┌─ TEXT EXCERPT

Merge Df together R

Question

I am trying to create a data frame which contains a) a time span of 51 days (time of the Corona Lockdown) and b) calculated frequencies of Tweets in this time span. The Problem is that not every day there had been tweeted, so there are dates missing in the frequency table. But in order to continue and calculate some correlations I would need a data frame which has a values/missing value for every single day of the time span. How can I achieve this? Is there any other way to calculate the frequencies? Or any way to bind the data together?

LockdownDays <-  seq.Date(from = as.Date('2020-03-19'), to = as.Date('2020-05-08'), by = 'days') ##this is the date vector that contains all the dates I need values for

frequencyD <- table (ThemaD$date) ##This is the calculated frequencies from the Tweets dataset

As I said, the problem is that:

They are of different length
The frequency value has to match the right date in the LockdownDays vector.

└─
┌─ INFORMATION SUPPLIED

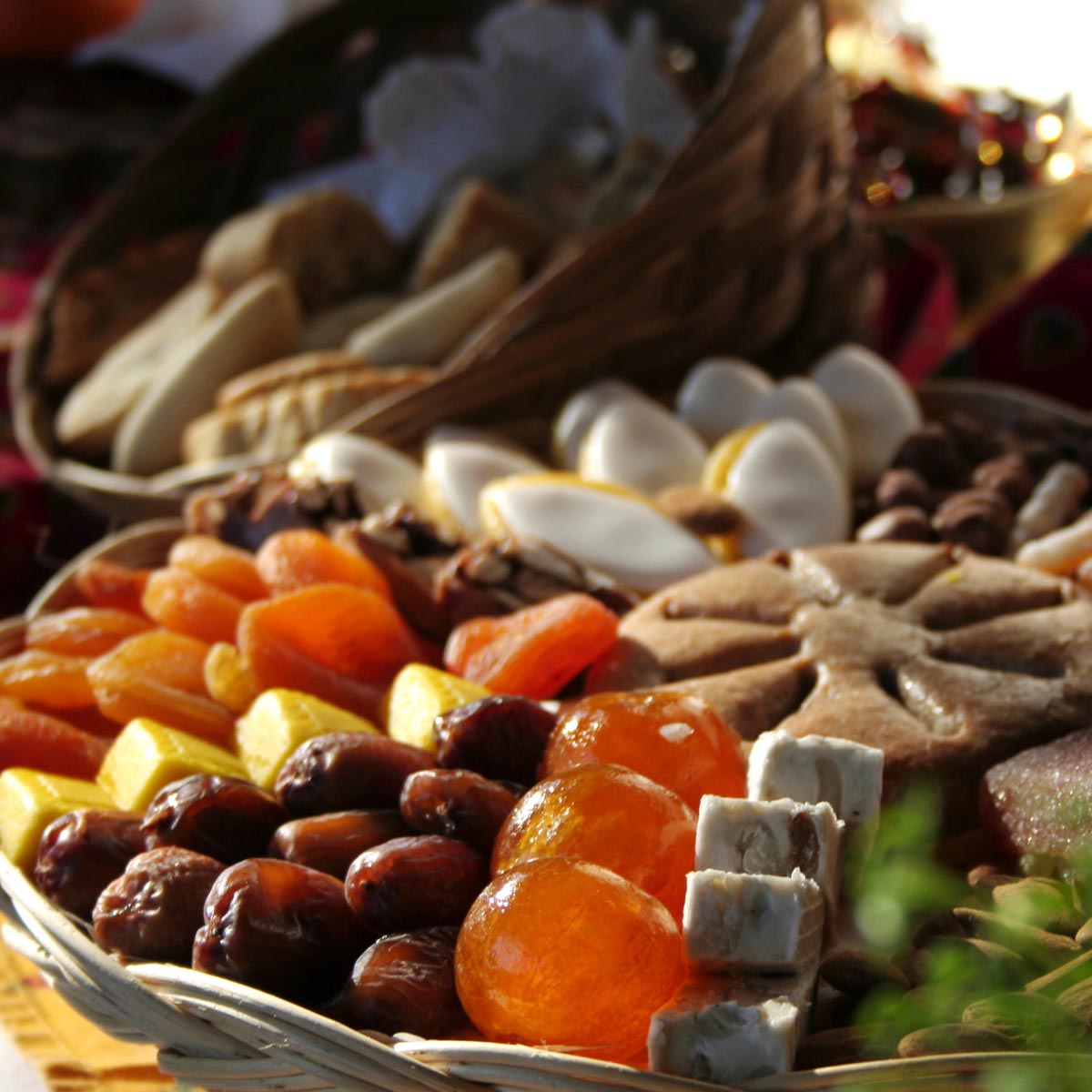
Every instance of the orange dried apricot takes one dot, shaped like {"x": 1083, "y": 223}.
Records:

└─

Reproduce the entire R question about tweet frequencies over the lockdown days, word for word.

RESPONSE TO THIS TASK>
Merge Df together R

Question

I am trying to create a data frame which contains a) a time span of 51 days (time of the Corona Lockdown) and b) calculated frequencies of Tweets in this time span. The Problem is that not every day there had been tweeted, so there are dates missing in the frequency table. But in order to continue and calculate some correlations I would need a data frame which has a values/missing value for every single day of the time span. How can I achieve this? Is there any other way to calculate the frequencies? Or any way to bind the data together?

LockdownDays <-  seq.Date(from = as.Date('2020-03-19'), to = as.Date('2020-05-08'), by = 'days') ##this is the date vector that contains all the dates I need values for

frequencyD <- table (ThemaD$date) ##This is the calculated frequencies from the Tweets dataset

As I said, the problem is that:

They are of different length
The frequency value has to match the right date in the LockdownDays vector.